### Stored data entries
##########
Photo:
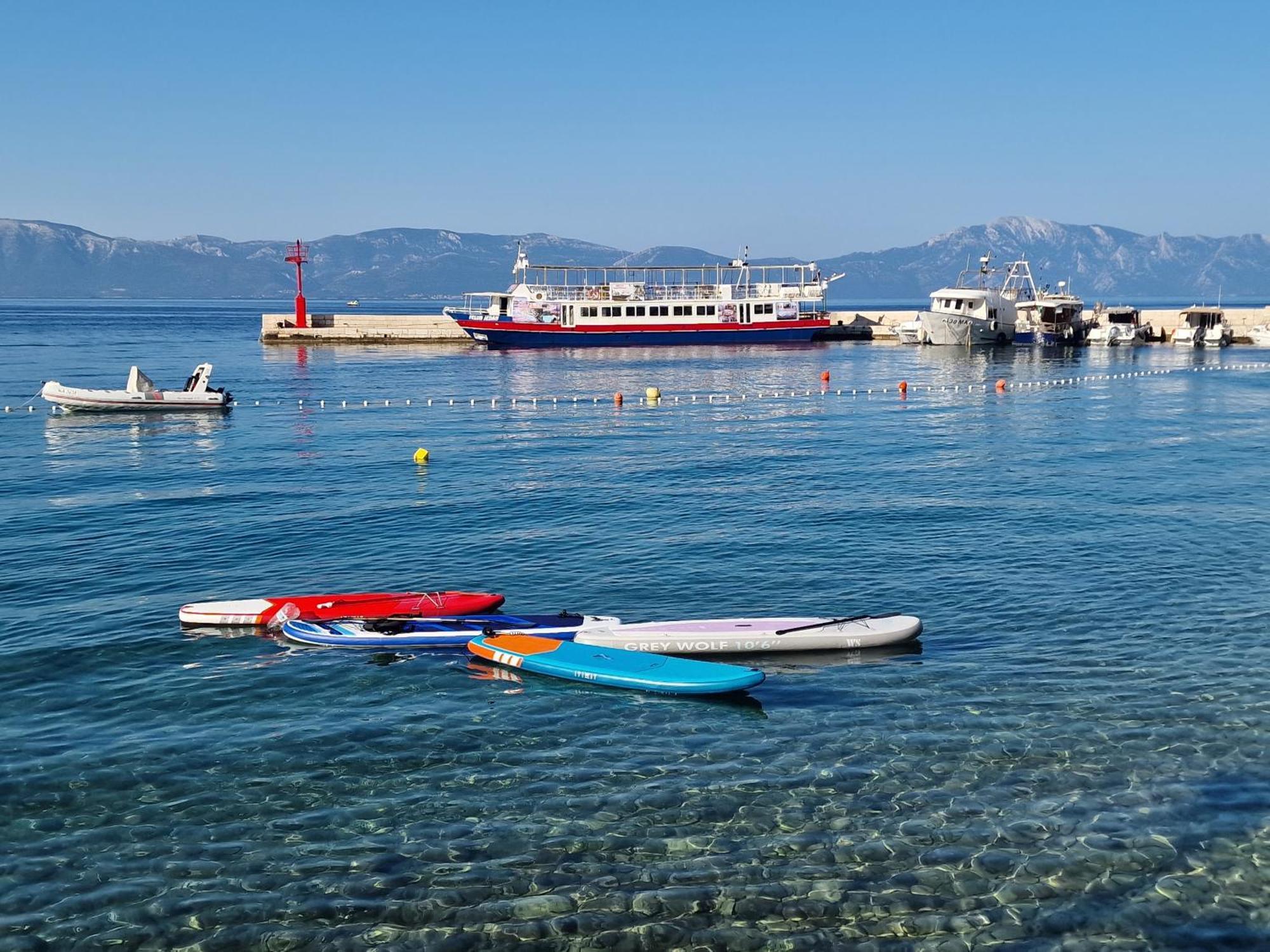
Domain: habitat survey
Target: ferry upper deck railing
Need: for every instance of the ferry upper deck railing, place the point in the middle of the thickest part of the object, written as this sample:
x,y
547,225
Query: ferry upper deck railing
x,y
680,293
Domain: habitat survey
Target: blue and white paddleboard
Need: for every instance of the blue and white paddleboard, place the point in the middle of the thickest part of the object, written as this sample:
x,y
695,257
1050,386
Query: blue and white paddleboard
x,y
613,667
451,631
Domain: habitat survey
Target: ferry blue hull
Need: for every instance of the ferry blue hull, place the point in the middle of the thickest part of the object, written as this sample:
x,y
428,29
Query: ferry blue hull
x,y
510,338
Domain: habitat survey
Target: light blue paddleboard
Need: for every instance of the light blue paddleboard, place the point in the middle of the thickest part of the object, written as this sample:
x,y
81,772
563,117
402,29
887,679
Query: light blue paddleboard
x,y
614,667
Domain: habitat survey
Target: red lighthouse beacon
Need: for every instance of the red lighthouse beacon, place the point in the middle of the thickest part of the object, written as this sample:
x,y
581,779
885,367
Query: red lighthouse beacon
x,y
298,255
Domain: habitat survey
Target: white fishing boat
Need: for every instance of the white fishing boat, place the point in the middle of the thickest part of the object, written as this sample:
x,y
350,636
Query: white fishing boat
x,y
973,312
1118,327
1203,327
741,635
1052,319
142,394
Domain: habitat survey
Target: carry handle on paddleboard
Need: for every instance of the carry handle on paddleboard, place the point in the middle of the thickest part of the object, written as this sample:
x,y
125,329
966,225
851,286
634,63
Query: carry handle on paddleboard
x,y
826,624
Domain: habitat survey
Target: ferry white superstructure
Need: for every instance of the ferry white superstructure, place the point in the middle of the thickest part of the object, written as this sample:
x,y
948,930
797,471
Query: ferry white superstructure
x,y
1203,327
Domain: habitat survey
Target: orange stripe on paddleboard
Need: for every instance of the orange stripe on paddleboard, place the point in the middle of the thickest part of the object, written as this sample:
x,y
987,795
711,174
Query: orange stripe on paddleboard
x,y
523,644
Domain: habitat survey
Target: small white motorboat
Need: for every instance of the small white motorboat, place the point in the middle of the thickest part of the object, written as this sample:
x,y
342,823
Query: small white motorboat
x,y
1123,328
754,635
142,394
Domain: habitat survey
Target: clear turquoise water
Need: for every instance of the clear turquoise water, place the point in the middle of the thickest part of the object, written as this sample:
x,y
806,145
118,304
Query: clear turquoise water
x,y
1075,758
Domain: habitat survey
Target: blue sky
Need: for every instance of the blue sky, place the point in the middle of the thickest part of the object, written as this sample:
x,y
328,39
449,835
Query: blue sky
x,y
803,130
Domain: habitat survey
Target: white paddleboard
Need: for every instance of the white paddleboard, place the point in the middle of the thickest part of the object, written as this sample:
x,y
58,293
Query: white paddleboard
x,y
711,637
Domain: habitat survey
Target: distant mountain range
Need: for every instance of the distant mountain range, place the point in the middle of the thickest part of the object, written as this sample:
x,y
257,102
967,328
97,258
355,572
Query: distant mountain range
x,y
43,260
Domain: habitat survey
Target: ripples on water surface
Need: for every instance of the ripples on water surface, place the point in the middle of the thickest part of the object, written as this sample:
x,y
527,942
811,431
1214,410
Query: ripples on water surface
x,y
1074,758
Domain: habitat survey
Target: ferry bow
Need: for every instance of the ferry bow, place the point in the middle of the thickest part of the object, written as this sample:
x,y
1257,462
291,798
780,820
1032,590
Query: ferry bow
x,y
551,305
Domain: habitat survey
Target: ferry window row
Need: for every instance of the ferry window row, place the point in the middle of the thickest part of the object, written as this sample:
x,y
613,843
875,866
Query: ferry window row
x,y
650,312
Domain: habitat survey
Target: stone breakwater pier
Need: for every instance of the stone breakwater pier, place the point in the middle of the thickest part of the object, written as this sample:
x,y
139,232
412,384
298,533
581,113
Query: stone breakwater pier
x,y
360,328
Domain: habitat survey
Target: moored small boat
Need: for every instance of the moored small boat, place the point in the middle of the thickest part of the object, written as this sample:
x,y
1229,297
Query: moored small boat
x,y
1123,327
352,605
142,394
613,667
755,635
454,631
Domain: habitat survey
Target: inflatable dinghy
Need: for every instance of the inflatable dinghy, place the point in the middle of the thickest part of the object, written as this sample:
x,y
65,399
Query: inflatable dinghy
x,y
727,635
142,394
435,633
613,667
355,605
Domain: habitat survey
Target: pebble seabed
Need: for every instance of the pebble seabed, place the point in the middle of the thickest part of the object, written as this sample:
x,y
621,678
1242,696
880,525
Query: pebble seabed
x,y
1073,758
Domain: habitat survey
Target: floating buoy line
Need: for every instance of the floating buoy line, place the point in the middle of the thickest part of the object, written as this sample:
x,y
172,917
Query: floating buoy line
x,y
653,397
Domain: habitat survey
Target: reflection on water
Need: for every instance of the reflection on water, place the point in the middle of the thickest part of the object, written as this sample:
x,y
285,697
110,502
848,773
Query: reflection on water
x,y
1074,756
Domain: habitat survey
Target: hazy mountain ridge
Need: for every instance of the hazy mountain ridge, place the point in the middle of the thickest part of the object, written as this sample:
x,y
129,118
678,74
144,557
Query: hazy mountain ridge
x,y
45,260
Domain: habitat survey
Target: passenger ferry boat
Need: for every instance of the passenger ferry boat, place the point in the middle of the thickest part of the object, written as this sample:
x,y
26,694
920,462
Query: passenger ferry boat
x,y
718,304
1052,319
976,314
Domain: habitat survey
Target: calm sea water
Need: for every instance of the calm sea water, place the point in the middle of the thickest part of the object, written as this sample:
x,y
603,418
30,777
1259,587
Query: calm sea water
x,y
1075,757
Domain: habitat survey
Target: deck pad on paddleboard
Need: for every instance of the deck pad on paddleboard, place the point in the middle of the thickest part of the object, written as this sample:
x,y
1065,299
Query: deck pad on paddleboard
x,y
354,605
741,635
435,633
613,667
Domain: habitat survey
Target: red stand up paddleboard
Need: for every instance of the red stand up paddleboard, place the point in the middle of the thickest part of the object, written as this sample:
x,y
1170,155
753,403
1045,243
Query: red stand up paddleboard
x,y
355,605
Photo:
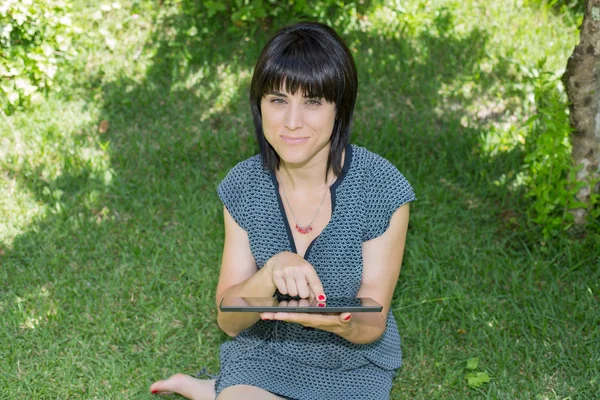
##########
### Work to complete
Keep the pictures out while you retype all of the data above exactly as it appears.

### Reply
Photo:
Domain: habitat survey
Target: ferry upper deck railing
Need: for every instance of the ferry upper deck railing, place the point in the middle of the thickest part of the object, written as this sample:
x,y
547,225
Query: ferry upper deck railing
x,y
680,293
Domain: habitat survey
Target: blue and white paddleboard
Need: for every instance of the blue and white paddleboard, place the point in the middle of the thickest part of the object, written as this sample:
x,y
695,257
1050,386
Query: blue and white paddleboard
x,y
613,667
451,631
Domain: habitat survey
Target: ferry blue hull
Need: for every instance of the ferry blue hull, place the point in the middle of the thickest part of the object, written as this sample:
x,y
428,29
Query: ferry blue hull
x,y
510,338
Domain: habitat survey
Target: light blue paddleboard
Need: for every instance of the light blue paddleboard, place the point in the middle of the thickest part of the object, written as this sample:
x,y
81,772
563,117
402,29
887,679
Query: light blue paddleboard
x,y
614,667
Domain: habitat survey
Target: red lighthouse beacon
Need: for every instance of the red lighthouse beacon, place the point in the middle of the thickest part of the object, written as this sample:
x,y
581,779
885,367
Query: red lighthouse beacon
x,y
298,255
Domain: habitat survey
Target: white fishing boat
Need: for every instance of the white fishing boat, place the point in the middle of the thickest part of the object, written as this sample:
x,y
350,636
Query: white fishing boat
x,y
973,312
1118,327
1203,327
741,635
1052,319
142,394
Domain: habitat survey
Target: carry handle on paddleboard
Need: for every instance of the carry handle on paddleboard, place the point in the middle of the thickest part of the object, written as this sample:
x,y
125,329
966,225
851,286
634,63
Query: carry handle on paddleboard
x,y
826,624
Domain: habitat survey
Target: ferry white superstructure
Need: for every instance of the ferry white superstructure, place the point in the middle of the thickest part of the object, written as this sample:
x,y
948,930
797,471
Query: ferry white superstructure
x,y
1203,327
Domain: habitat survey
Target: orange stripe on paddleboard
Need: for every instance of the orange stripe on paddleboard, place the point in the middle of the thickest part of the object, written as this sample:
x,y
987,795
711,174
Query: orange stripe on paddleboard
x,y
523,644
Domain: habitat survey
Target: small white motorboat
Need: for every instance of the small white motorboat, place the point in the middle of the thickest part of the object, written as this sample:
x,y
342,823
Query: small white motorboat
x,y
1123,328
754,635
142,394
Domain: habitat survey
Target: clear turquoise water
Need: for every instance of the clear turquoise water, place the point in the middle of the thickest part of the object, written as this sample:
x,y
806,145
118,304
Query: clear turquoise water
x,y
1075,758
Domain: habitat survey
Target: blue sky
Need: for every instance of the blue sky, place the point in the middle of the thickest part of the object, written as this sample:
x,y
328,39
449,835
Query: blue sky
x,y
803,130
Domain: habitat survey
Target: white paddleboard
Need: for every instance of the white paddleboard, place the point in the middle of the thickest part of the object, written as this sample:
x,y
58,293
Query: white paddleboard
x,y
711,637
Domain: habitat survey
Target: distant mountain range
Need: for every instance of the distant mountain range, place the point in the middle of the thickest part of the object, written as this sample:
x,y
257,102
967,328
97,258
355,572
Query: distant mountain range
x,y
43,260
Domain: habitat survey
Target: ripples on water surface
Need: for every instance of the ripples on water surface, place the point in the middle of the thickest part of the object, written as this sample:
x,y
527,942
811,431
1214,410
Query: ripples on water surface
x,y
1074,758
Domain: habitat survey
Target: ferry bow
Need: for every instance of the ferry bow, place the point in the middle of the thickest part of the object, written as this sample:
x,y
1257,462
291,798
780,820
1032,590
Query: ferry bow
x,y
551,305
Domain: habitat survey
Target: ferry window row
Need: for every instance of the ferry window row, place the point in the middle of the thickest part of the object, written as this sample:
x,y
613,843
875,866
Query: ferry window row
x,y
650,312
Domain: habitat survey
Target: stone breakwater pier
Need: for every instance of the stone breakwater pier, place the point in the middle of the thickest part of the object, written as this sample:
x,y
139,232
412,384
298,533
581,113
Query: stone breakwater pier
x,y
360,328
Domain: habitat survey
Target: moored small boat
Need: for every instance of the moored small boat, place the point in the middle of the thickest part of the object, written as this sample:
x,y
1229,297
Query: moored small boat
x,y
1123,327
352,605
142,394
613,667
755,635
454,631
Domain: habitat survey
Target: inflatable dinghy
Need: for every instance of the inflatable dinghy, place the point in the middle of the thickest part of the object, written as this sample:
x,y
65,399
Query: inflatable dinghy
x,y
727,635
142,394
435,633
613,667
355,605
Domain: habitat survey
Target: pebble seabed
Need: for every instance of the pebble seabed, place the point in the middle of the thickest part of the object, written as this sample:
x,y
621,678
1242,696
880,525
Query: pebble seabed
x,y
1073,758
Domain: habitat survey
Target: floating buoy line
Need: for every instance of the floating buoy line, place the point in the middle of the thickest part of the object, written as this sample:
x,y
172,917
Query: floating buoy line
x,y
653,397
Domain: habitat survey
Target: reflection on water
Need: for every instance of the reflection on water, place the point in the middle of the thickest part of the object, written as this sample:
x,y
285,697
110,502
848,773
Query: reflection on water
x,y
1074,756
Domain: habitat survey
Target: hazy mountain ridge
Need: for every instance of the hazy mountain ridge, place the point in the middle of the thickest part of the object, written as this sample:
x,y
129,118
678,74
144,557
Query: hazy mountain ridge
x,y
45,260
Domain: habitat survey
Target: passenger ferry boat
Need: for every instance of the passenger ferry boat, place the point in the middle of the thickest part of the object, written as this sample:
x,y
26,694
920,462
Query: passenger ferry boat
x,y
718,304
1052,319
976,314
Domain: habitat survey
Target: calm sea water
Need: for every instance of the calm sea water, place the point in the middle of the thickest part of the object, written as this sample:
x,y
603,418
30,777
1259,587
Query: calm sea water
x,y
1075,757
Domain: habitat survey
Target: deck pad on paddleboard
Need: for every instance of the deck pad on paddleboard, place the point in the middle of the thickest part of the object, written as this sample:
x,y
1065,299
Query: deck pad on paddleboard
x,y
354,605
741,635
435,633
613,667
Domain: habitat survey
Target: red stand up paddleboard
Need: for every instance of the red stand up paddleboard, place the point in the middle of the thickest part of the object, written as this sample:
x,y
1170,155
753,403
1045,243
Query: red stand up paddleboard
x,y
355,605
Photo:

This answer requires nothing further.